依頼文:
CPUの構成を述べた抜粋文から、「命令用メモリ21は、例えば、」から「結果が記憶されるものとする。」までを両端も含めて一字一句変えずに出力してください。

まず、CPU100の一般的な構成について説明する。CPU100は、命令デコーダ12、レジスタファイル13及び演算装置14を有する。演算装置14は、FPU(Floating Point number processing Unit)17、LSU(Load Store Unit)18、及び、ALU(Arithmetic and Logic Unit)19を有する。CPU100は、例えば1チップに集積されている。図示するように、1つのCPU100が、ALU19とSIMD
ALU16を有する構成であることが特徴の1つである。
命令用メモリ21は、例えば、フラッシュメモリなどのEEPROMを実体とする不揮発メモリである。命令用メモリ21には、車載装置の制御用のプログラム、演算マップ、及び、OS(必ずしも必須ではない)等が記憶されている。
命令デコーダ12は、不図示のPC(Program Counter)に記憶されたアドレスをアドレスバスに出力し、命令用メモリ21に記憶された命令コード(例えば、全長32bitの長さのオペコードとオペランド)を読み出す。そして、命令デコーダ12は、読み出した命令コードのオペコードに基づき命令を解読して演算の種類を特定すると共に、オペランドから1つ以上のソースオペランドやデスティネーションオペランドを解読する。なお、オペコードの位置は先頭bitを基準にnbitからmbitのように仕様として定められている。デコード結果(演算の種類、ソースオペランド、デスティネーションオペランド)は、レジスタファイル13に記憶される。
後述する演算スケジュールの制御のため、CPU100は、複数の命令コードを予め読み出す機能を有することが好ましい。本実施形態では、レジスタファイル13が命令キューとして利用され、レジスタファイル13に時系列にいくつかのデコード結果が記憶されるものとする。

ポインティング記録:
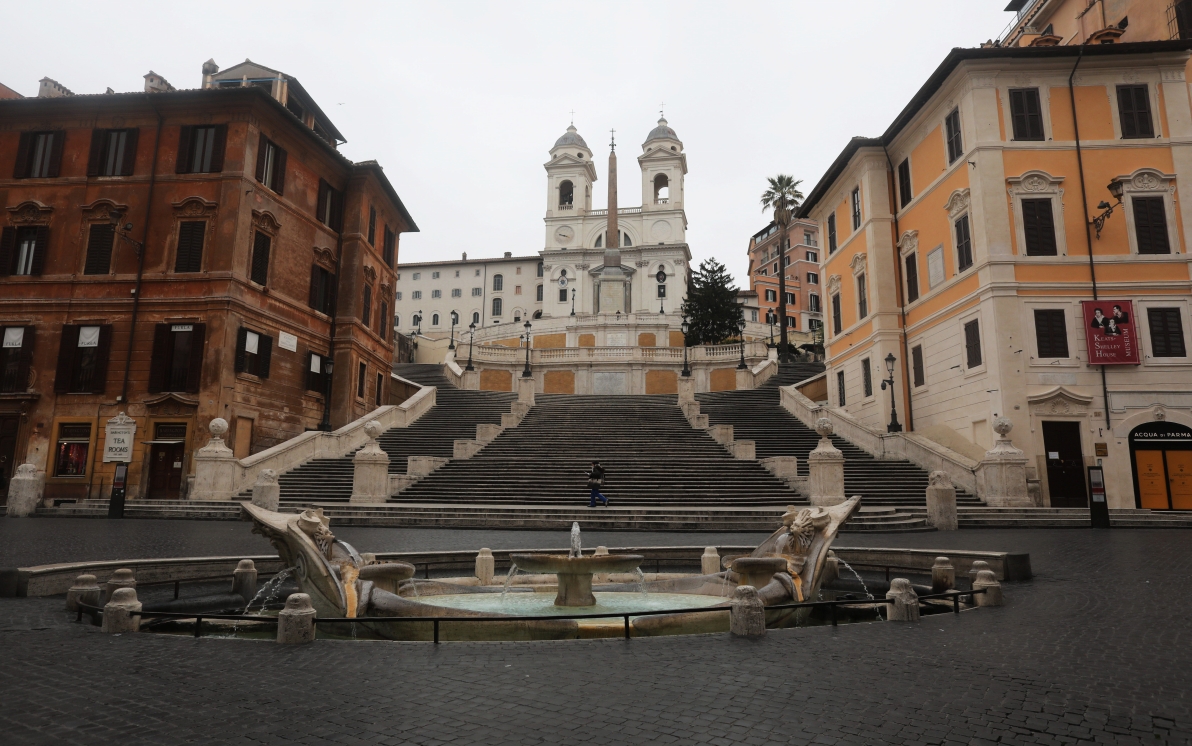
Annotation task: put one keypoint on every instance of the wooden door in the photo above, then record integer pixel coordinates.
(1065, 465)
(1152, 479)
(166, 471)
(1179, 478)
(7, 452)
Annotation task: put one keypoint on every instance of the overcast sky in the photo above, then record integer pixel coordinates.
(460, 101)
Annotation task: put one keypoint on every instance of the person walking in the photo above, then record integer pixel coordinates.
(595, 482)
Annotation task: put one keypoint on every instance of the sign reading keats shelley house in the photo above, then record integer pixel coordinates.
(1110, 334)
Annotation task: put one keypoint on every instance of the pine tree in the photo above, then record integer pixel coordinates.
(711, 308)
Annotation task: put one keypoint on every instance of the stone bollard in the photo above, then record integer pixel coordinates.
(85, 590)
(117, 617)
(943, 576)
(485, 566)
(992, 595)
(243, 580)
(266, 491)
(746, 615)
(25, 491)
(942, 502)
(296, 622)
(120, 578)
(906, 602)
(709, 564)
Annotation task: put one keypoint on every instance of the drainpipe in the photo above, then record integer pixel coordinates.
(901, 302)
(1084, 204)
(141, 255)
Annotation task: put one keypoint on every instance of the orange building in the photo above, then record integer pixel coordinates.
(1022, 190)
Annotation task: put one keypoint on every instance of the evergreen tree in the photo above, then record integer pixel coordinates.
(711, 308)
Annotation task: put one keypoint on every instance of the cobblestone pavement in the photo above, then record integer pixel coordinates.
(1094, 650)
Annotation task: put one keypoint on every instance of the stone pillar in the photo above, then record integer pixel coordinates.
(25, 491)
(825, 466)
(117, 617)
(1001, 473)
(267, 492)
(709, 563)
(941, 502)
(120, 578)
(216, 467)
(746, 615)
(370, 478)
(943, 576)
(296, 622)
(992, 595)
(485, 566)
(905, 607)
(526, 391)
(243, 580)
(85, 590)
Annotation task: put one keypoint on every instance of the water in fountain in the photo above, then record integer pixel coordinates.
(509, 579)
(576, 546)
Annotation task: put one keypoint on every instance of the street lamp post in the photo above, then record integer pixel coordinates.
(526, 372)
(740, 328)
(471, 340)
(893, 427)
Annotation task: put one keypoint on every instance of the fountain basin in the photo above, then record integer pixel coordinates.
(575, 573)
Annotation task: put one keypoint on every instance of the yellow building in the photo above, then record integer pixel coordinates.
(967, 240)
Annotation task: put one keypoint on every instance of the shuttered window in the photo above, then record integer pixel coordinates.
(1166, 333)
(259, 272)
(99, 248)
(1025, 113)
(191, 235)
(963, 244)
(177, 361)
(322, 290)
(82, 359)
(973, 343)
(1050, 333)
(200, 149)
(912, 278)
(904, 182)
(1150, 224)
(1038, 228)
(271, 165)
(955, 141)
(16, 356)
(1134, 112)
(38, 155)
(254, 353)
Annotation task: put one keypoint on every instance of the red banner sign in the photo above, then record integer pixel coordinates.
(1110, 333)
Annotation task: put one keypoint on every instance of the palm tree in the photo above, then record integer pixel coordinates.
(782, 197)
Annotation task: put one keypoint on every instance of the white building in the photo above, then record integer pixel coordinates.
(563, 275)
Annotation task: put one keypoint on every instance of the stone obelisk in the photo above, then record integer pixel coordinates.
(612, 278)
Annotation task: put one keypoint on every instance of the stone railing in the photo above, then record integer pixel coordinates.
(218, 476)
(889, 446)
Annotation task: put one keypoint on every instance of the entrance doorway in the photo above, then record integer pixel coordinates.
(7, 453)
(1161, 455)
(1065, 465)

出力全文:
命令用メモリ21は、例えば、フラッシュメモリなどのEEPROMを実体とする不揮発メモリである。命令用メモリ21には、車載装置の制御用のプログラム、演算マップ、及び、OS(必ずしも必須ではない)等が記憶されている。
命令デコーダ12は、不図示のPC(Program Counter)に記憶されたアドレスをアドレスバスに出力し、命令用メモリ21に記憶された命令コード(例えば、全長32bitの長さのオペコードとオペランド)を読み出す。そして、命令デコーダ12は、読み出した命令コードのオペコードに基づき命令を解読して演算の種類を特定すると共に、オペランドから1つ以上のソースオペランドやデスティネーションオペランドを解読する。なお、オペコードの位置は先頭bitを基準にnbitからmbitのように仕様として定められている。デコード結果(演算の種類、ソースオペランド、デスティネーションオペランド)は、レジスタファイル13に記憶される。
後述する演算スケジュールの制御のため、CPU100は、複数の命令コードを予め読み出す機能を有することが好ましい。本実施形態では、レジスタファイル13が命令キューとして利用され、レジスタファイル13に時系列にいくつかのデコード結果が記憶されるものとする。